#### [문제 설명 1]
신경망 학습 실습 글 전체를 한 글자도 바꾸지 말고 그대로 인용하세요.

#### [문서 발췌]
* * * * * * *

Programming Exercise 4: Neural Networks Learning


This exercise is to implement the backpropagation algorithm for neural netwroks.
The application is hand-written digit recognition.

  • ex4data1.mat: training set of ahnd-written digits
  • ex4weights.mat: neural network parameters for exercise 4
  • computeNuericalGradient.m: numerically compute gradients.

구현해야 할 함수들

  • sigmoidGradient.m: compute the gradient of the sigmoid function.
  • randInitializeWeights.m: randomly initialize weights.
  • nnCostFunction.m: Neural network cost function.

Neural Networks

이전 과제에서는 matlab으로 feedforard propagation을 구현 했었다.
이번엔 python을 이용해서 최적의 parameter들을 찾는 backpropagation을 구현해 보도록 한다.

1.1 Visualizing the data

데이터를 읽어서 2-dimensional plot으로 표시하는 작업을 수행 한다.
5000개의 training example들로 구성 되어 있다.
각각의 손글씨 이미지들은 20 pixel by 20 pixel grayscale image로 구성되어 있다.
각각의 pixel들은 floating point number로 구성 되어 있다.
이것을 unrolled하게 된다면 400-dimensional vector로 구성 된다.
각각은 단일 row vector가 된다. 트레이닝이 5000이므로 최종적인 input X는 5000 by 400이 된다.

y는 1~9 숫자값을 가지고 있다. matlab에서는 0을 반드시 가지고 있으므로 10으로 그것을 labeled 한다.

* * * * * * *

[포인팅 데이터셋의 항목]
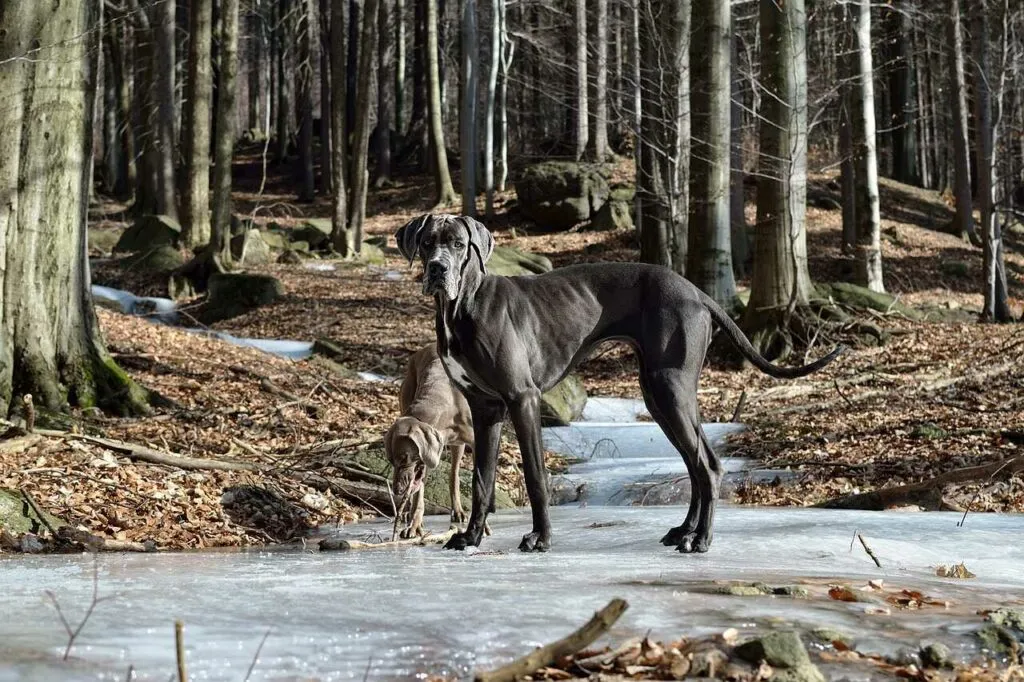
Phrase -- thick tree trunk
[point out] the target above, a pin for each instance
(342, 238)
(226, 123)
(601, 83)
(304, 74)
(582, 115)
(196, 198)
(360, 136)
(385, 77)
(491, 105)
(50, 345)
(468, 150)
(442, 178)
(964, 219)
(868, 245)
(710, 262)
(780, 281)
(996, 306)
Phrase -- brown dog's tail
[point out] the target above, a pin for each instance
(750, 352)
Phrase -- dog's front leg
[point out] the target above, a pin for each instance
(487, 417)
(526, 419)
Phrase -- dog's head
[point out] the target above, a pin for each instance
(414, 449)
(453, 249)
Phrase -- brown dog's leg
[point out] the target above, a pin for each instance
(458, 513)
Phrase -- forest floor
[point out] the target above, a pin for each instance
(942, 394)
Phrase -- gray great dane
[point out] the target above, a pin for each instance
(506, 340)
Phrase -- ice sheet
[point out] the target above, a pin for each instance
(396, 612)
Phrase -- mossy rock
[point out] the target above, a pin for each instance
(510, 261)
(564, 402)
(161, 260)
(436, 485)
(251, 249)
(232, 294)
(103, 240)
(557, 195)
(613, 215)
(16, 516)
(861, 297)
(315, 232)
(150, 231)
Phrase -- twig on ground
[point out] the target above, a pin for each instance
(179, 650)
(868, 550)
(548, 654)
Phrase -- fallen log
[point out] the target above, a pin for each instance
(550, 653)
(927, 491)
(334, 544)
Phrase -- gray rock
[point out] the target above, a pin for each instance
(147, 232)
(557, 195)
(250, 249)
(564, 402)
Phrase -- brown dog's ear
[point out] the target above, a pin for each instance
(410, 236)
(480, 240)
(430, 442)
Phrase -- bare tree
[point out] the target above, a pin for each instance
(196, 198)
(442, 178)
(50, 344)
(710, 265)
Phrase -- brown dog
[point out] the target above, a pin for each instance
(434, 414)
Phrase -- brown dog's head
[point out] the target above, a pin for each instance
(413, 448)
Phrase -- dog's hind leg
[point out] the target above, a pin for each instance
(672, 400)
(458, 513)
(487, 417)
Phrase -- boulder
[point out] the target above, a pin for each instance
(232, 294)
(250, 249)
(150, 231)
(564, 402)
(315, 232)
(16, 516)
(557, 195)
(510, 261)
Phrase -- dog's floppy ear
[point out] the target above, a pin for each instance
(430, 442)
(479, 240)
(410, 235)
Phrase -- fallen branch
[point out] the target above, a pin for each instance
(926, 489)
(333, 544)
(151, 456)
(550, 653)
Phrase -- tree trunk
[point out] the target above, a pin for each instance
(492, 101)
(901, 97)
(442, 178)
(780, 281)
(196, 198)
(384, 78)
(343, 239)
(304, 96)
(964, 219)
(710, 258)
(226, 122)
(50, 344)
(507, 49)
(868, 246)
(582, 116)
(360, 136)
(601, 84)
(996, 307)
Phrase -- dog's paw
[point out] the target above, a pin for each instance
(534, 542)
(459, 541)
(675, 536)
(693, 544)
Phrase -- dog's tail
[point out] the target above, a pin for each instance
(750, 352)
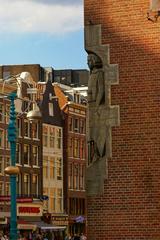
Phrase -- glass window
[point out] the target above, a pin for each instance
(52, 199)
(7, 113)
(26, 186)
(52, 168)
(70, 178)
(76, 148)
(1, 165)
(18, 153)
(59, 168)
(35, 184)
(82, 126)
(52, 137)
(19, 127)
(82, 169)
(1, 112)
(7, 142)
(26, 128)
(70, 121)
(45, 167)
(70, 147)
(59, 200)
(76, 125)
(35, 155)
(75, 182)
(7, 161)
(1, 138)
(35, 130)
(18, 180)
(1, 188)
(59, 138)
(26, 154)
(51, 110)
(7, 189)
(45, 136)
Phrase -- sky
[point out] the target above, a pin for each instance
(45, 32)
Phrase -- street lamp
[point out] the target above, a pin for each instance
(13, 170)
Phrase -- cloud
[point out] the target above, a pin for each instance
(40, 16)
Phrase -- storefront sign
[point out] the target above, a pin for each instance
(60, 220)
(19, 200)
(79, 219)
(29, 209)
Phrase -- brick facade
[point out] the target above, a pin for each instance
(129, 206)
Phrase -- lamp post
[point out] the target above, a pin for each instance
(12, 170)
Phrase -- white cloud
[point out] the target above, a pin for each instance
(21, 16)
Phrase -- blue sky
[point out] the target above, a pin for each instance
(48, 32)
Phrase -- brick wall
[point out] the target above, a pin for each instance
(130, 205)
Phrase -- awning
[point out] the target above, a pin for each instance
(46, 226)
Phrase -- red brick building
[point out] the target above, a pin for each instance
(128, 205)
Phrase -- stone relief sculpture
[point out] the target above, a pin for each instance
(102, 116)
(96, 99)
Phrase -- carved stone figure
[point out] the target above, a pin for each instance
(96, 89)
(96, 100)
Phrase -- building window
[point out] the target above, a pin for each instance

* * * * * * *

#### [문제 설명 2]
위 행들 중 "Phrase -- awning" 문구가 들어 있는 행부터 맨 끝 행까지, 양 끝 행을 포함하여 그대로 출력하세요.

#### [답변 1]
Programming Exercise 4: Neural Networks Learning


This exercise is to implement the backpropagation algorithm for neural netwroks.
The application is hand-written digit recognition.

  • ex4data1.mat: training set of ahnd-written digits
  • ex4weights.mat: neural network parameters for exercise 4
  • computeNuericalGradient.m: numerically compute gradients.

구현해야 할 함수들

  • sigmoidGradient.m: compute the gradient of the sigmoid function.
  • randInitializeWeights.m: randomly initialize weights.
  • nnCostFunction.m: Neural network cost function.

Neural Networks

이전 과제에서는 matlab으로 feedforard propagation을 구현 했었다.
이번엔 python을 이용해서 최적의 parameter들을 찾는 backpropagation을 구현해 보도록 한다.

1.1 Visualizing the data

데이터를 읽어서 2-dimensional plot으로 표시하는 작업을 수행 한다.
5000개의 training example들로 구성 되어 있다.
각각의 손글씨 이미지들은 20 pixel by 20 pixel grayscale image로 구성되어 있다.
각각의 pixel들은 floating point number로 구성 되어 있다.
이것을 unrolled하게 된다면 400-dimensional vector로 구성 된다.
각각은 단일 row vector가 된다. 트레이닝이 5000이므로 최종적인 input X는 5000 by 400이 된다.

y는 1~9 숫자값을 가지고 있다. matlab에서는 0을 반드시 가지고 있으므로 10으로 그것을 labeled 한다.

#### [답변 2]
Phrase -- awning
[point out] the target above, a pin for each instance
(46, 226)
Phrase -- red brick building
[point out] the target above, a pin for each instance
(128, 205)
Phrase -- stone relief sculpture
[point out] the target above, a pin for each instance
(102, 116)
(96, 99)
Phrase -- carved stone figure
[point out] the target above, a pin for each instance
(96, 89)
(96, 100)
Phrase -- building window
[point out] the target above, a pin for each instance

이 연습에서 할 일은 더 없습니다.